▶ Extrait à lire

⁂

Le débat sur la valeur

La question de la détermination de la valeur de l’entreprise, chère au droit anglo-saxon est plus difficile à cerner (art. 14) et cela vaut lorsqu’un plan de restructuration est contesté par une partie dissidente. Il s’agit en effet de veiller au respect du critère du meilleur intérêt des créanciers et de permettre la désignation d’experts, ce qui peut être une source de délais et de complexité. S’il est normal que ce critère puisse être pris en compte, une application souple devrait être autorisée vu l’urgence. Il est à redouter que les contestations soient ici une grande source d’insécurité juridique et traînent en longueur.

Les articles suivants concernent notamment les recours qui doivent être jugés d’une manière rapide, le recours contre une décision validant un plan de restructuration n’ayant pas d’effet suspensif (art. 16). La protection des financements nouveaux est bien connue dans notre droit positif qui leur a accordé une forme de privilège dit de new money étendu aux sommes apportées dans le cadre d’un plan de restructuration. À cet égard, un droit de rémunération prioritaire peut être prévu par les États.

Les obligations des dirigeants face à une probabilité d’insolvabilité visent à instaurer une obligation de diligence avec la nécessité de prendre des mesures pour éviter l’insolvabilité et d’éviter toute négligence, ce qui peut être rapproché de notre droit positif plutôt tolérant à l’égard d’une négligence du chef d’entreprise.

Les remises de dettes

Les remises de dettes prévues aux articles 20 et 21 sont à présent d’actualité, la crise de la covid ayant mis à l’ordre du jour la nécessité de procéder à des remises que le ministère des Finances souhaite voir examiner au cas par cas, en prenant en compte une réelle incapacité d’honorer les engagements. Il faudrait sans doute tenir compte de la nécessité de sauver l’entreprise, de vérifier sa capacité de remboursement, ce qui peut être fait par des professionnels, particulièrement pendant la phase de prévention. Il est dommage, d’une manière générale, que les dispositifs d’aide actuellement prévus ne constituent pas une incitation à la prévention, ce qui pourrait permettre un traitement global des créances, plutôt qu’une approche faite par un seul créancier, fût-ce l’État.

⁂

▶ Données étudiées
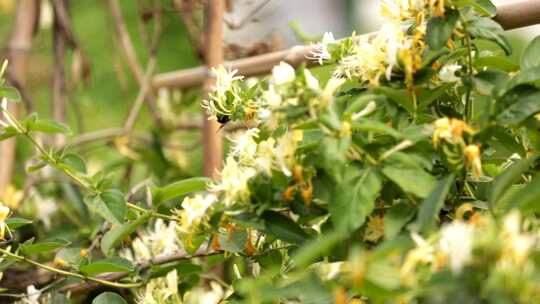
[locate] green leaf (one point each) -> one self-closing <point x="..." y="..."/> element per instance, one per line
<point x="531" y="55"/>
<point x="71" y="255"/>
<point x="353" y="199"/>
<point x="74" y="161"/>
<point x="439" y="29"/>
<point x="521" y="110"/>
<point x="43" y="246"/>
<point x="112" y="264"/>
<point x="59" y="298"/>
<point x="525" y="199"/>
<point x="485" y="7"/>
<point x="507" y="178"/>
<point x="529" y="76"/>
<point x="33" y="167"/>
<point x="17" y="222"/>
<point x="396" y="218"/>
<point x="8" y="132"/>
<point x="427" y="96"/>
<point x="369" y="125"/>
<point x="180" y="188"/>
<point x="283" y="228"/>
<point x="315" y="249"/>
<point x="408" y="175"/>
<point x="485" y="28"/>
<point x="117" y="234"/>
<point x="11" y="93"/>
<point x="496" y="62"/>
<point x="49" y="126"/>
<point x="433" y="203"/>
<point x="109" y="298"/>
<point x="110" y="204"/>
<point x="399" y="96"/>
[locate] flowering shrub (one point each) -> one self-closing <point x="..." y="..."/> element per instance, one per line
<point x="405" y="174"/>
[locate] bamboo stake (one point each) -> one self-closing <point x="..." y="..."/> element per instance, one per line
<point x="510" y="14"/>
<point x="212" y="141"/>
<point x="19" y="46"/>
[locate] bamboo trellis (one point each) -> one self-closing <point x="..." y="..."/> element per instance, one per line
<point x="510" y="14"/>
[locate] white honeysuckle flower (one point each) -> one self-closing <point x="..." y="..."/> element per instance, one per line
<point x="448" y="73"/>
<point x="140" y="250"/>
<point x="283" y="73"/>
<point x="234" y="181"/>
<point x="331" y="87"/>
<point x="456" y="242"/>
<point x="245" y="146"/>
<point x="194" y="209"/>
<point x="204" y="296"/>
<point x="4" y="213"/>
<point x="172" y="283"/>
<point x="46" y="15"/>
<point x="285" y="150"/>
<point x="392" y="33"/>
<point x="32" y="295"/>
<point x="311" y="81"/>
<point x="272" y="98"/>
<point x="45" y="208"/>
<point x="217" y="102"/>
<point x="320" y="51"/>
<point x="265" y="155"/>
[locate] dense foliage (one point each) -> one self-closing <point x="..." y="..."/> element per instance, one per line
<point x="408" y="174"/>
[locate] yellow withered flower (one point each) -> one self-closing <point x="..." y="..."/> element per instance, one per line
<point x="472" y="154"/>
<point x="450" y="130"/>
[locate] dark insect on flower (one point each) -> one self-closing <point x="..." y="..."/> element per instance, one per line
<point x="223" y="119"/>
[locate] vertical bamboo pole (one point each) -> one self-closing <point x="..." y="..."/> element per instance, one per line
<point x="59" y="104"/>
<point x="212" y="141"/>
<point x="19" y="45"/>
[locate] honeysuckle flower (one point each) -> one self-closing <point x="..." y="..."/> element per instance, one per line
<point x="162" y="239"/>
<point x="456" y="242"/>
<point x="160" y="290"/>
<point x="330" y="88"/>
<point x="32" y="295"/>
<point x="448" y="73"/>
<point x="395" y="10"/>
<point x="450" y="130"/>
<point x="4" y="213"/>
<point x="423" y="253"/>
<point x="194" y="209"/>
<point x="311" y="81"/>
<point x="283" y="73"/>
<point x="204" y="296"/>
<point x="224" y="97"/>
<point x="320" y="51"/>
<point x="272" y="98"/>
<point x="285" y="150"/>
<point x="234" y="181"/>
<point x="244" y="145"/>
<point x="516" y="244"/>
<point x="472" y="154"/>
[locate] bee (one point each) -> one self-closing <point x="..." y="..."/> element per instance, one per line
<point x="223" y="120"/>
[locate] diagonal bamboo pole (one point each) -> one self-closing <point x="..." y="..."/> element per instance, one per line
<point x="510" y="14"/>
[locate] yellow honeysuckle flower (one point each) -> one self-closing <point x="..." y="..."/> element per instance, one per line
<point x="12" y="197"/>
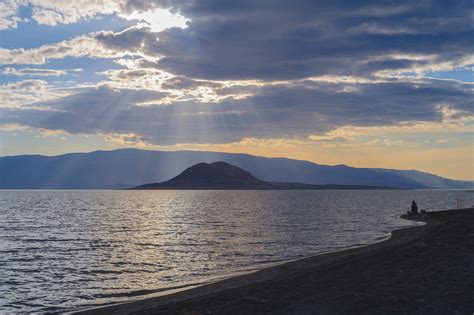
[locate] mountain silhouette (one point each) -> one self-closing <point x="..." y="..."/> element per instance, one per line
<point x="124" y="168"/>
<point x="222" y="175"/>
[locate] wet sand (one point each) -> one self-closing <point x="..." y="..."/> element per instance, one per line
<point x="427" y="269"/>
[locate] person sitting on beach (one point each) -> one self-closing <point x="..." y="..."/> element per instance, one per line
<point x="414" y="207"/>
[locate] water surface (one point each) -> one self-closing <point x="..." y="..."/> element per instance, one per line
<point x="70" y="249"/>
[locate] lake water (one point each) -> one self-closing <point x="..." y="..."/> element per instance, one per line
<point x="62" y="250"/>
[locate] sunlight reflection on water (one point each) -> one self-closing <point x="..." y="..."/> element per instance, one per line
<point x="63" y="249"/>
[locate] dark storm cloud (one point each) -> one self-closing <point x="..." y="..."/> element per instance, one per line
<point x="285" y="110"/>
<point x="295" y="39"/>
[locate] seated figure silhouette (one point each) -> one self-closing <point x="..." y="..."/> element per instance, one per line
<point x="414" y="208"/>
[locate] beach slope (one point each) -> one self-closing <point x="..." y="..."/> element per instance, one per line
<point x="427" y="269"/>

⁂

▶ Travail demandé
Recopiez sans rien changer le passage de l'extrait sur la restructuration des entreprises en difficulté qui va de « Le débat sur » jusqu'à « traînent en longueur. » inclus.

▶ Réponse à fournir
Le débat sur la valeur

La question de la détermination de la valeur de l’entreprise, chère au droit anglo-saxon est plus difficile à cerner (art. 14) et cela vaut lorsqu’un plan de restructuration est contesté par une partie dissidente. Il s’agit en effet de veiller au respect du critère du meilleur intérêt des créanciers et de permettre la désignation d’experts, ce qui peut être une source de délais et de complexité. S’il est normal que ce critère puisse être pris en compte, une application souple devrait être autorisée vu l’urgence. Il est à redouter que les contestations soient ici une grande source d’insécurité juridique et traînent en longueur.